• _Source records_
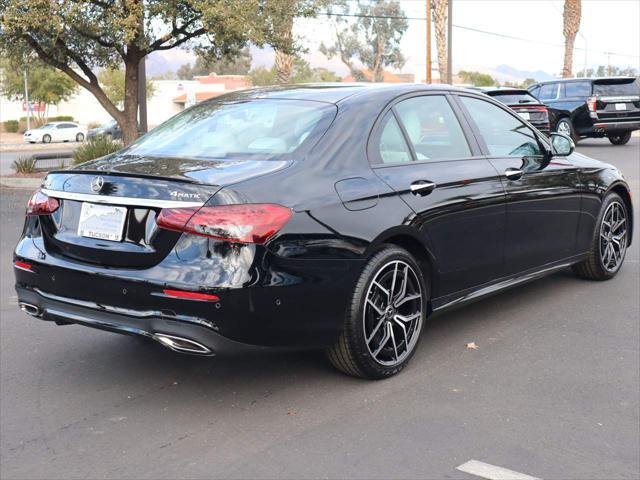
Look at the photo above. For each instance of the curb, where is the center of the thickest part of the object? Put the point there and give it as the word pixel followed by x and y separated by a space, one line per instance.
pixel 20 182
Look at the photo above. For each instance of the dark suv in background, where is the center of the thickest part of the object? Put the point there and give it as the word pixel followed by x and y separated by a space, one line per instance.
pixel 593 107
pixel 525 105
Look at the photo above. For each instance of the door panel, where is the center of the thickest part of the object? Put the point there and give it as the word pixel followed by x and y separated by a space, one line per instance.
pixel 458 199
pixel 543 200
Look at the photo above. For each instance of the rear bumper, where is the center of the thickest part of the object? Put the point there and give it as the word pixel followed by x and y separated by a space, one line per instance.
pixel 199 338
pixel 613 126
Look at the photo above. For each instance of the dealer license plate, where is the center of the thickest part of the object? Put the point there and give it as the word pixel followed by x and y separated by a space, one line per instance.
pixel 105 222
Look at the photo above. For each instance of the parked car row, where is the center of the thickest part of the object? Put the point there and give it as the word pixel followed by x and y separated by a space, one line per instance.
pixel 56 132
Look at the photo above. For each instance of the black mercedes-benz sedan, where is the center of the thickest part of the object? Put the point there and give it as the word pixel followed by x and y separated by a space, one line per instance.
pixel 332 216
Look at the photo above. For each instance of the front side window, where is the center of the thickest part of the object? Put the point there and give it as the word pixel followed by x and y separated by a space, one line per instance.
pixel 390 144
pixel 432 127
pixel 548 92
pixel 504 134
pixel 256 128
pixel 577 89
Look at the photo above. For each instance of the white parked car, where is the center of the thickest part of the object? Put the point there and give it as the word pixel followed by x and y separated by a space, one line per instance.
pixel 56 132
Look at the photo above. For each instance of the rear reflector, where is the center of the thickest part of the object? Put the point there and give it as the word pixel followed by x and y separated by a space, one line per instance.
pixel 191 295
pixel 41 204
pixel 23 265
pixel 245 223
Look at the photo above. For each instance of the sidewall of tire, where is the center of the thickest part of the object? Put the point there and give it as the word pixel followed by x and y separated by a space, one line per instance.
pixel 354 328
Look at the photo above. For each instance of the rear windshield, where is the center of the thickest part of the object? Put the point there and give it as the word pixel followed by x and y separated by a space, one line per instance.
pixel 616 87
pixel 514 97
pixel 259 129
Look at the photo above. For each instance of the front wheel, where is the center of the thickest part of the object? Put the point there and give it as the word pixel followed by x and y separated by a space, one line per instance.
pixel 384 319
pixel 620 139
pixel 609 242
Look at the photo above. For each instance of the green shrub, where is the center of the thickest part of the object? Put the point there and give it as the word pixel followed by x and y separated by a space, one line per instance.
pixel 95 147
pixel 24 165
pixel 11 126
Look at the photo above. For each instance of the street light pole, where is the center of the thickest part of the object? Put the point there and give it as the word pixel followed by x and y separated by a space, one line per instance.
pixel 428 41
pixel 26 100
pixel 450 43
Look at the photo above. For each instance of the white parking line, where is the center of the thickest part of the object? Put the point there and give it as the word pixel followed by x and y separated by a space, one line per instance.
pixel 491 472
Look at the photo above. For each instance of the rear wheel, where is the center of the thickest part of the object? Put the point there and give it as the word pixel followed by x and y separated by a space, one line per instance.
pixel 384 320
pixel 609 242
pixel 620 138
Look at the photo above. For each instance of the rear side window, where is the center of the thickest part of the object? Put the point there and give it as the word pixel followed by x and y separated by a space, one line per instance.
pixel 548 91
pixel 390 144
pixel 504 134
pixel 433 128
pixel 511 98
pixel 616 87
pixel 577 89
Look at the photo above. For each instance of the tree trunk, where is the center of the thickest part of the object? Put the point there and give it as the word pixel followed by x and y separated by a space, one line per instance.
pixel 572 13
pixel 129 120
pixel 284 66
pixel 440 21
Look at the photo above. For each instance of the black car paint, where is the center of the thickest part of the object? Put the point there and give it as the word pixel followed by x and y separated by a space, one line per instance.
pixel 475 233
pixel 576 110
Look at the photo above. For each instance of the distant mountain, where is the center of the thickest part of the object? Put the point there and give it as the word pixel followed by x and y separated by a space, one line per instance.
pixel 522 74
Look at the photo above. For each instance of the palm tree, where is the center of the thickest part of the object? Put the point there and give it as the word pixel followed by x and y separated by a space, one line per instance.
pixel 440 20
pixel 572 13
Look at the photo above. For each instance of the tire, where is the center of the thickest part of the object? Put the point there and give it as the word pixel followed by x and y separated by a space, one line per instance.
pixel 609 242
pixel 620 139
pixel 565 126
pixel 392 328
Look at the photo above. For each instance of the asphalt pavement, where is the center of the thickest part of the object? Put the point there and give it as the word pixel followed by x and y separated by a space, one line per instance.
pixel 552 391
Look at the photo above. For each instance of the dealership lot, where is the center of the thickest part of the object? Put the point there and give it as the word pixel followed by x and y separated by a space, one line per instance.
pixel 551 391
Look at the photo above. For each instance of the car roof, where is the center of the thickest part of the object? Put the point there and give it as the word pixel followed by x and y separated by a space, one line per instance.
pixel 588 79
pixel 331 92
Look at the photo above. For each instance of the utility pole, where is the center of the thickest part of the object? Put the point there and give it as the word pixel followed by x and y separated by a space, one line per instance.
pixel 428 41
pixel 450 42
pixel 26 100
pixel 142 95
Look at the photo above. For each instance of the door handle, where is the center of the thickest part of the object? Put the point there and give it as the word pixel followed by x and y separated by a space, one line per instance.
pixel 513 173
pixel 422 187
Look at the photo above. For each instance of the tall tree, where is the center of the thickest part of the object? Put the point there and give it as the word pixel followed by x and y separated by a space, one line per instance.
pixel 236 63
pixel 571 15
pixel 78 37
pixel 47 85
pixel 440 9
pixel 373 40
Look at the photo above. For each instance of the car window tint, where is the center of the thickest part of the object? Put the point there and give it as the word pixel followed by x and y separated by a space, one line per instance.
pixel 392 146
pixel 503 133
pixel 577 89
pixel 548 91
pixel 433 128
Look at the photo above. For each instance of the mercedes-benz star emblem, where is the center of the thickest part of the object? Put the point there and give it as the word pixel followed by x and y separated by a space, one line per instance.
pixel 97 183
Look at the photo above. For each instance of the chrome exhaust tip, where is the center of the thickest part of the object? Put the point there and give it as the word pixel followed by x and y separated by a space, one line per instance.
pixel 31 309
pixel 181 345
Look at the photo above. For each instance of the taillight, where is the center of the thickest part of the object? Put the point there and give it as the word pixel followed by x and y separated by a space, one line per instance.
pixel 592 106
pixel 247 223
pixel 41 204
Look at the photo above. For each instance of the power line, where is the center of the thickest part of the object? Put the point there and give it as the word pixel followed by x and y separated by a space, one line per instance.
pixel 470 29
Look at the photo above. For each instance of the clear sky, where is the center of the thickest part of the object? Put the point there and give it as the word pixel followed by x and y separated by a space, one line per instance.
pixel 608 25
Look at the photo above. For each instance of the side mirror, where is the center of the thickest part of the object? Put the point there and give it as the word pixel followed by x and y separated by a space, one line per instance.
pixel 562 145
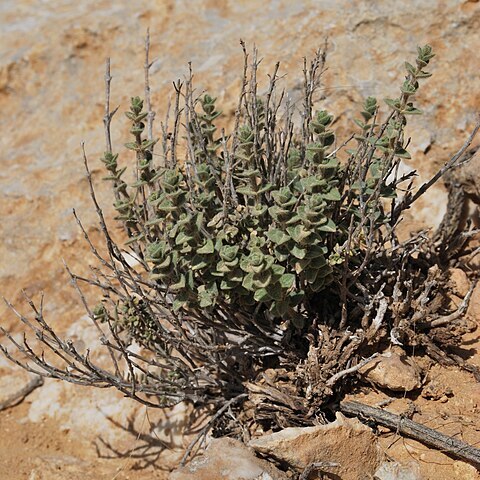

• _Aim_
How many lines in the data above contain the word "door"? Treat uppercase and lowercase as different, and reply with the number alone.

• _Expected answer_
2